[Dataset extracts labeled with boxes]
+++++

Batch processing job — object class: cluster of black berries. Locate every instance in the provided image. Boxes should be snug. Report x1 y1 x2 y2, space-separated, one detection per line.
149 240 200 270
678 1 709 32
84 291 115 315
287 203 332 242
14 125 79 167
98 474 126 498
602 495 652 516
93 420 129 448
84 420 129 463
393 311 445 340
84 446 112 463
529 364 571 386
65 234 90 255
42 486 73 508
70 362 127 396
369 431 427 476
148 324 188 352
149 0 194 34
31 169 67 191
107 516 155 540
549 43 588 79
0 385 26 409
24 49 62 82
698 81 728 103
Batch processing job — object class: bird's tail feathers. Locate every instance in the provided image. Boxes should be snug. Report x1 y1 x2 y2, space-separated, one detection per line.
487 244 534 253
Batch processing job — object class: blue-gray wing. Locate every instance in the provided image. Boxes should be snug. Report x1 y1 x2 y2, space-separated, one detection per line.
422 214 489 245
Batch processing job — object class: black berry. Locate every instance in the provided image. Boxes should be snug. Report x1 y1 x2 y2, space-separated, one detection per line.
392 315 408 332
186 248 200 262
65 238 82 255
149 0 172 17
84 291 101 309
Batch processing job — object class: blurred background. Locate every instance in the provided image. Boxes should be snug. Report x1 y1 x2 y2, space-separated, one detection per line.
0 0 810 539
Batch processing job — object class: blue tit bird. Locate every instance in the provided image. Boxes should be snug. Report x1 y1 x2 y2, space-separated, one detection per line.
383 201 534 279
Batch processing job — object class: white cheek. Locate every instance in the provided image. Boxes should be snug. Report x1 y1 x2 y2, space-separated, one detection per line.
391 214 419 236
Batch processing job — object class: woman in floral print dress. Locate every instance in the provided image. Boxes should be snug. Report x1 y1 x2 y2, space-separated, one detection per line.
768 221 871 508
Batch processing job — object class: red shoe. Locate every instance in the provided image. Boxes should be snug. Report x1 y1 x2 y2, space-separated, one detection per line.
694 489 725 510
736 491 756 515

+++++

#### REQUIREMENT
Please write out every record above again, swapping "snug" for "tight" and leaving everything else unchanged.

#### COMPLETE RESPONSE
Batch processing job — object class: cluster of black berries. Locate every instance in the provided image. Boxes should be tight. Report x1 y1 x2 y2, space-separated, one detection per line.
149 240 200 270
678 1 709 32
84 291 115 315
287 203 332 242
14 125 79 167
98 474 126 498
602 495 652 516
93 420 129 448
84 420 129 463
393 311 445 340
84 446 112 463
529 364 571 386
65 234 90 255
42 486 73 508
70 362 127 396
369 431 427 476
148 324 188 352
149 0 194 34
31 169 67 191
107 516 155 540
549 43 588 79
0 385 26 409
24 49 62 82
698 81 728 103
Batch processing job — object class: bird's tail feathers. Locate every instance in the provided image. Boxes should be tight. Report x1 y1 x2 y2, space-separated, one detection per line.
487 244 534 253
Batch processing job — object class: blue-gray wing. Locate every instance in the provided image. Boxes should be tight. Report x1 y1 x2 y2, space-separated, one detection per line.
422 214 489 245
Batch processing job — object class: black berry. Locate every instance in the provided image. Boxes should be tight. Report x1 y1 x2 y2, space-separated, one detection per line.
392 315 408 332
186 248 200 262
65 238 82 255
149 0 172 17
84 291 101 309
Batch processing job — object class: blurred background. Locate every instance in the provided image. Boxes should be tight. Report x1 y1 x2 y2, space-separated, one detection per line.
0 0 810 539
Batch processing job — object class: blue tit bird. Locate every instance in the provided image. Boxes should be tight. Report x1 y1 x2 y2, space-separated, one detection per line.
383 201 534 279
Batch processing job — object class: white cheek. Locate every instance in the provided image. Boxes should be tight. Report x1 y1 x2 y2, space-separated, one detection per line.
391 214 419 236
Batch processing job — object class: woman in floral print dress. Locate every instance in the provided image. Boxes should be tight. Report x1 y1 x2 y2, space-separated, one detection per line.
768 221 871 508
Batch processing job — object class: red shoe. Locate every instance in the provided image. Boxes should be tight. Report x1 y1 x2 y2, space-separated, one detection per line.
694 489 725 510
736 491 756 515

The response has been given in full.